What to do:
#1 Print the passage of the Direct2D drawing text running from "D2D_COLOR_F const COLOR_WHITE" down to "a white brush.".
#2 Give what follows the last sentence of the Direct2D drawing text, continuing it in the same manner.

D2D_COLOR_F const COLOR_WHITE = { 1.0f, 1.0f, 1.0f, 1.0f };
D2D_COLOR_F const COLOR_BLACK = { 0.0f, 0.0f, 0.0f, 1.0f };
D2D_COLOR_F const COLOR_YELLOW = { 0.99f, 0.85f, 0.0f, 1.0f };
D2D_COLOR_F const COLOR_GREEN = { 0.0f, 1.0f, 0.0f, 1.0f };
D2D_COLOR_F const COLOR_RED = { 1.0f, 0.0f, 0.0f, 1.0f };
To draw a white line, DrawLine() is called with one start point, one end point and the white brush.
D2D1_POINT_2F p0{ 0.0f, sum };
D2D1_POINT_2F p1{ 50.0f, sum };
m_BmpTarget->DrawLine(p0, p1, m_BmpWhiteBrush.Get());
To draw a white obstacle, FillRectangle() is called with a rectangle and a white brush.
auto rectTarget = RectF(0.0f, 0.0f, 10.0f, 10.0f);
m_BmpTarget->FillRectangle(&rectTarget, m_BmpWhiteBrush.Get());
The obstacle avoidance robot is represented by a green circle. To draw a ellipse as a circle, D2D1_ELLIPSE need to be initialized with a center point and 2 equal radiusX and radiusY value. Then supply the D2D1_ELLIPSE object to the FillEllipse() with its brush.

Collected data:
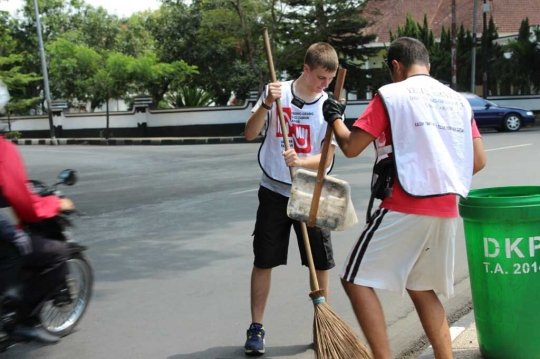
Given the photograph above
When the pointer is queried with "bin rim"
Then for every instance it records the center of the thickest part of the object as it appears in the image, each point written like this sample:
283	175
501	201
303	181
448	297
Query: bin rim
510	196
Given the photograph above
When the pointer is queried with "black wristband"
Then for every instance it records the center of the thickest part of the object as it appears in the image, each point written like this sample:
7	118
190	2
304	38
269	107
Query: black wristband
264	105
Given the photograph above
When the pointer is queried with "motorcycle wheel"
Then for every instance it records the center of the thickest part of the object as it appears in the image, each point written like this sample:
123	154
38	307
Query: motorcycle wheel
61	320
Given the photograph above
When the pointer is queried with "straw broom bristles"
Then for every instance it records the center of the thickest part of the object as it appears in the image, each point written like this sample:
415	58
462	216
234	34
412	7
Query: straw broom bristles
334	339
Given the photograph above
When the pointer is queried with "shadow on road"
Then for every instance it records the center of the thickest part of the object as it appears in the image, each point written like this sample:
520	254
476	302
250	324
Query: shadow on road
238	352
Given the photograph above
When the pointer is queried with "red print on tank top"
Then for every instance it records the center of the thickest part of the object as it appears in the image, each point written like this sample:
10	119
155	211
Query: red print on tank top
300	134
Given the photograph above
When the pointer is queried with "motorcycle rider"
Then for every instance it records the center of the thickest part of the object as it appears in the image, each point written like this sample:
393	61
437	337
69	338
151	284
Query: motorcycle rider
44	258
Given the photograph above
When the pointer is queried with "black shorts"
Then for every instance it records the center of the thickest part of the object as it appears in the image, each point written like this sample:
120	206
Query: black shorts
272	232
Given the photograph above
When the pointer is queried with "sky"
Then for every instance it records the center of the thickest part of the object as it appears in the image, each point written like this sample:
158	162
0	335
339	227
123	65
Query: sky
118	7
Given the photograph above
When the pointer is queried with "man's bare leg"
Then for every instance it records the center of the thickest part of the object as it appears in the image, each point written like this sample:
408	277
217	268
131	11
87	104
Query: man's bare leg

...

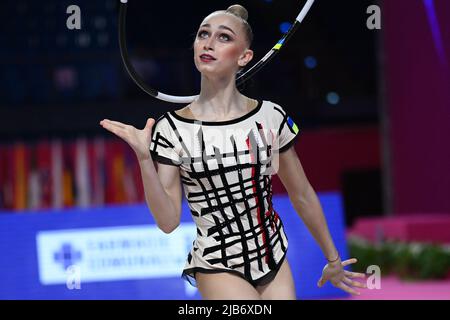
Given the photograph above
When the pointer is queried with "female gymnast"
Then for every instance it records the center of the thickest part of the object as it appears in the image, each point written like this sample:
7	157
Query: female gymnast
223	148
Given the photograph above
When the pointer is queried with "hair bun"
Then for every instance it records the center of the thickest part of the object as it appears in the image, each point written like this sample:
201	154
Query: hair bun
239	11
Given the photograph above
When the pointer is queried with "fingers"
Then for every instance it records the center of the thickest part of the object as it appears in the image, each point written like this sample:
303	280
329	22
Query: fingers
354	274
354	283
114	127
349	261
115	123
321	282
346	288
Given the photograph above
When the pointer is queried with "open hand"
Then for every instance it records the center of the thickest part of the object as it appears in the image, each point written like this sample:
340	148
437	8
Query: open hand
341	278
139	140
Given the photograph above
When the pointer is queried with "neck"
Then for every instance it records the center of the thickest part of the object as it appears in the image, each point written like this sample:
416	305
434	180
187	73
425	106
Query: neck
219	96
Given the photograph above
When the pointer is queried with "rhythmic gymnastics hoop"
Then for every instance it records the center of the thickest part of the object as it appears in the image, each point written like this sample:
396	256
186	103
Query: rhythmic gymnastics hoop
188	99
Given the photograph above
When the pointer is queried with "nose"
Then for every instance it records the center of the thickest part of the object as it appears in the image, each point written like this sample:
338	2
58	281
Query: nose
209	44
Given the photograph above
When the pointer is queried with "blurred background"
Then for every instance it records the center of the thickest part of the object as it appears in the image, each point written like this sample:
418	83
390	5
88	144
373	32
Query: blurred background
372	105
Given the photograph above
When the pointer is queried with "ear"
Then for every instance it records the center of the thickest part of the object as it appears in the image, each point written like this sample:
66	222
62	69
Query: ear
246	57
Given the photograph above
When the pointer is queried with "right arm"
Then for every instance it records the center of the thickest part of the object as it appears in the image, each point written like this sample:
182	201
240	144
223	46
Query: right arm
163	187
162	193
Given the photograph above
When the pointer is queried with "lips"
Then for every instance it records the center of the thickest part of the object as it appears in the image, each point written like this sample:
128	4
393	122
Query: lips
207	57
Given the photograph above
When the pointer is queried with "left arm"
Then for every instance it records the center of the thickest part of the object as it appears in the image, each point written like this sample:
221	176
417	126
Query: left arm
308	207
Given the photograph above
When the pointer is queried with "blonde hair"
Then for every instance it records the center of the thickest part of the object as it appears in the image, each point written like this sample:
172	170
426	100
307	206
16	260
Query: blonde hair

---

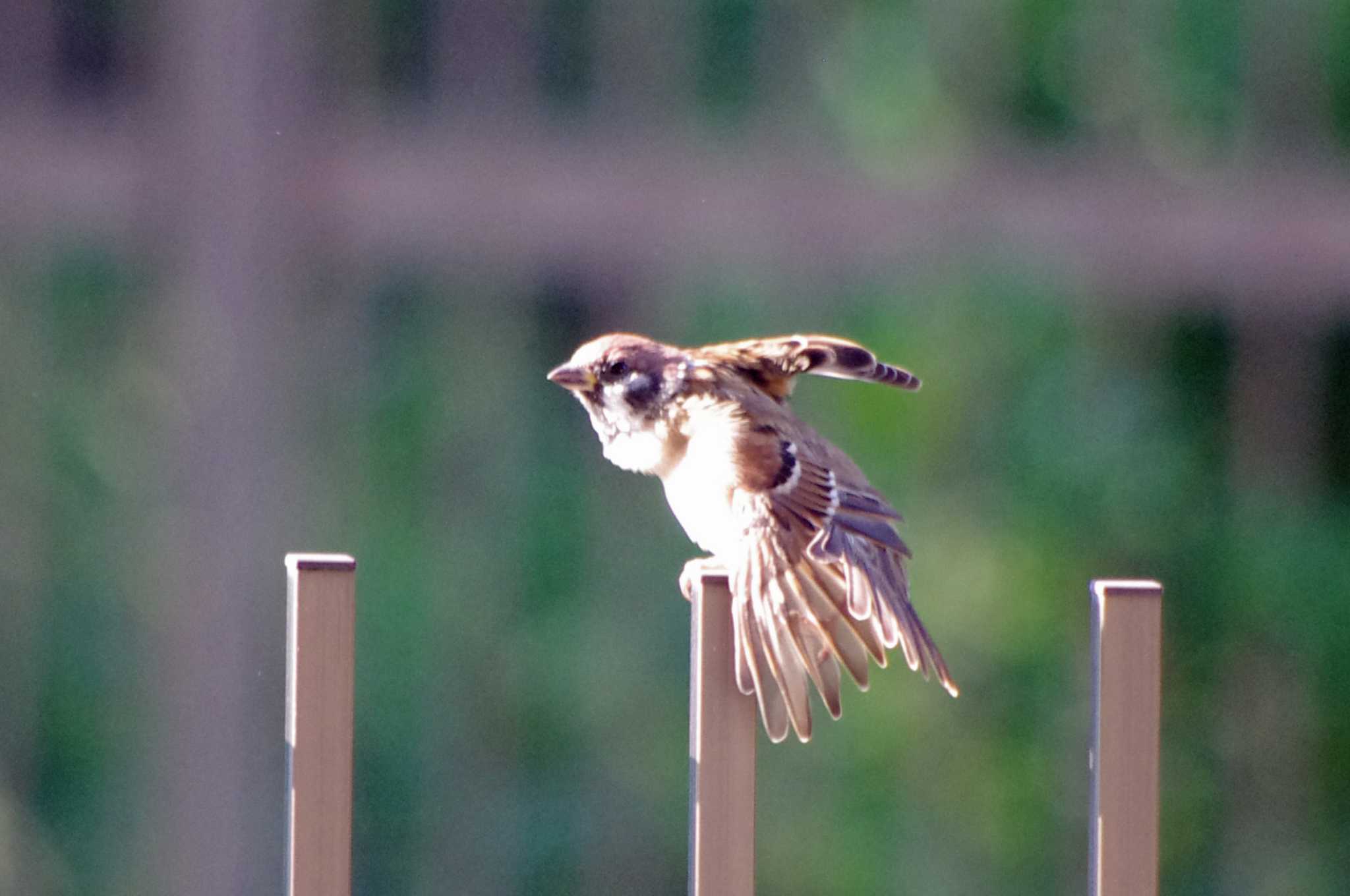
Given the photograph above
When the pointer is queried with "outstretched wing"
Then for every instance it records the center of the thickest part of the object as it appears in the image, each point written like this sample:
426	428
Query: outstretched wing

Answers to each task:
#1
D2D_COLOR_F const COLOR_WHITE = { 1.0f, 1.0f, 1.0f, 1.0f };
D2D_COLOR_F const COLOR_BLACK = { 0.0f, 0.0f, 0.0f, 1.0f };
D2D_COLOR_F const COLOR_YELLOW = { 0.99f, 0.85f, 0.0f, 1.0f };
D2D_COLOR_F const COLOR_GREEN = { 0.0f, 1.0f, 0.0f, 1.0f };
D2D_COLOR_F const COLOR_RED = { 1.0f, 0.0f, 0.0f, 1.0f };
To draw a white line, DrawLine() is called with one start point, one end point and the white brush.
D2D1_POINT_2F p0{ 0.0f, sum };
D2D1_POINT_2F p1{ 50.0f, sum };
m_BmpTarget->DrawLine(p0, p1, m_BmpWhiteBrush.Get());
To draw a white obstacle, FillRectangle() is called with a rectangle and a white brush.

#2
D2D1_ELLIPSE ell;
ell.point = Point2F(5.0f, 5.0f);
ell.radiusX = 3.0f;
ell.radiusY = 3.0f;
m_BmpTarget->FillEllipse(ell, m_BmpGreenBrush.Get());
Next, we are ready to implement the OnPaint() function. If m_DCTarget is nullptr, CreateDCTarget() creates both the m_DCTarget and m_BmpTarget. BeginDraw() must precede before any drawing and EndDraw() must be called after all drawing calls are completed. DrawMap() and DrawObstacles() are performed on m_BmpTarget. Then m_DCTarget is binded with DC, this is something which has to be done on every OnPaint() calls. In between the m_DCTarget's BeginDraw() and EndDraw(), m_DCTarget draws m_BmpTarget's internal bitmap. If EndDraw() fails with D2DERR_RECREATE_TARGET, m_DCTarget is reset (meaning destroyed), Invalidate() sends WM_PAINT messsage to get the OnPaint() to be called again with a null m_DCTarget (to be created again).
CPaintDC dc(this);
if (!m_DCTarget)
{
CreateDCTarget(&dc);
}
ComPtr<ID2D1Bitmap> bitmap;
m_BmpTarget->GetBitmap(bitmap.GetAddressOf());
CRect rectClient;
GetClientRect(&rectClient);
RECT rect;
rect.top = 0;
rect.bottom = rectClient.Height();
rect.left = SHIFT_LEFT;
rect.right = rectClient.Width();
m_BmpTarget->BeginDraw();
DrawMap();
DrawObstacles();
m_BmpTarget->EndDraw();
m_DCTarget->BindDC(dc.GetSafeHdc(), &rect);
m_DCTarget->BeginDraw();
m_DCTarget->DrawBitmap(bitmap.Get());
if (D2DERR_RECREATE_TARGET == m_DCTarget->EndDraw())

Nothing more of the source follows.